#### [WHAT THE EXERCISE ASKS]
Put the lines of the material below into a JSON list of strings, one string per line, starting at the line that contains "the man walking." and ending at the last line of the material. Leave out blank lines.

(Dataset items)

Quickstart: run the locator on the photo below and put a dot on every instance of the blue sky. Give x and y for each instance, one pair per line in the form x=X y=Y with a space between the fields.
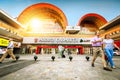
x=73 y=9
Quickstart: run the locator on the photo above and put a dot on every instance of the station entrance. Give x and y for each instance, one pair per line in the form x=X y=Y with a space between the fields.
x=46 y=49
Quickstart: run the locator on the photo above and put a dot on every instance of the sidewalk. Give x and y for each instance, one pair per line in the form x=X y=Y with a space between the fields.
x=63 y=69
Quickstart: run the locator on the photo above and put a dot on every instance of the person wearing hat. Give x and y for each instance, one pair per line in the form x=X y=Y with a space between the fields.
x=9 y=51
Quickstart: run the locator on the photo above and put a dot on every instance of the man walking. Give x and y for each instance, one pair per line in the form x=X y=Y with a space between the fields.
x=97 y=49
x=9 y=51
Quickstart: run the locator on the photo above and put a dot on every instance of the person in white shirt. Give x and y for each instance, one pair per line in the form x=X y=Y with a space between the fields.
x=108 y=48
x=9 y=51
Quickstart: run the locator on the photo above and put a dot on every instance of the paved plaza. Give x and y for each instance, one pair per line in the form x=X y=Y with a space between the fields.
x=60 y=69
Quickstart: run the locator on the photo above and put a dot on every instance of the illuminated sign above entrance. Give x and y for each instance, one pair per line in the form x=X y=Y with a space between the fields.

#### [EXERCISE OUTPUT]
[
  "Quickstart: run the locator on the photo above and put a dot on every instance of the man walking. Give x and y for each instance, one pair per line in the form x=X y=Y with a space between the fields.",
  "x=97 y=49",
  "x=9 y=51",
  "Quickstart: run the locator on the photo above and put a dot on every instance of the person in white shirt. Give x and y for each instance, one pair per line in the form x=X y=Y with a space between the fields.",
  "x=108 y=48",
  "x=9 y=51",
  "Quickstart: run the locator on the photo above and put a dot on every instance of the paved plaza. Give x and y for each instance, one pair per line in the form x=X y=Y with a space between the fields.",
  "x=60 y=69",
  "Quickstart: run the locator on the photo above and put a dot on every instance of the illuminated sign above entrance. Give x and y for each instance, one pair per line in the form x=X y=Y with a space between the fields."
]